Items from a dataset:
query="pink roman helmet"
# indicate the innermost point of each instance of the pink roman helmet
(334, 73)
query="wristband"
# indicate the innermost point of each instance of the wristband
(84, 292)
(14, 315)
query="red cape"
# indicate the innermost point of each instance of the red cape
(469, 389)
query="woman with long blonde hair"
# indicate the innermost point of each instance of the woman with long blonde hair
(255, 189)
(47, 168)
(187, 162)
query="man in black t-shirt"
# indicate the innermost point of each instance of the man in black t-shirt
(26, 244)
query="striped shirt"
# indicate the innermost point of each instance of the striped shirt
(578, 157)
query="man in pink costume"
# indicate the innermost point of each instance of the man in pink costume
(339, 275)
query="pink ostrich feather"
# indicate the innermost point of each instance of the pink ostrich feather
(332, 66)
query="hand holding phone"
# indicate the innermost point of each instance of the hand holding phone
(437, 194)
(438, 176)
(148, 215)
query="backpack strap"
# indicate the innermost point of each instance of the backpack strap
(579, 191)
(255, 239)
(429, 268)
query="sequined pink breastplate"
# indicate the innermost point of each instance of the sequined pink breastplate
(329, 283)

* _Exercise description_: Substitute "central point" for "innermost point" throughout the entries above, keeping every other word the same.

* _Exercise answer_:
query="pink roman helmet"
# indicate the central point of each instance of the pink roman helmet
(334, 73)
query="wristband"
# indicate the central point of each instance of the wristband
(84, 292)
(14, 315)
query="red cape"
# indicate the central point of each instance of the red cape
(469, 389)
query="woman with long blonde hair"
# indicate the central point of each instance of the woman with long blonde hair
(255, 189)
(47, 168)
(187, 162)
query="man in black t-shirt"
# indicate the central point of each instance of the man in black t-shirt
(26, 244)
query="striped shirt"
# indicate the central point of each instance of the striped shirt
(578, 157)
query="man in pink costume"
# indicate the central point of each instance of the man in pink costume
(339, 275)
query="pink ostrich feather"
# indicate the central point of each instance of the pink ostrich feather
(332, 66)
query="hand holding phone"
# indicate the central point of each instance of the hand holding phone
(437, 194)
(438, 176)
(148, 215)
query="backpack strap"
# indicate the central point of each instance of the backpack strap
(579, 191)
(255, 239)
(429, 268)
query="sequined pink breastplate"
# indicate the central point of each instance of the sequined pink breastplate
(329, 283)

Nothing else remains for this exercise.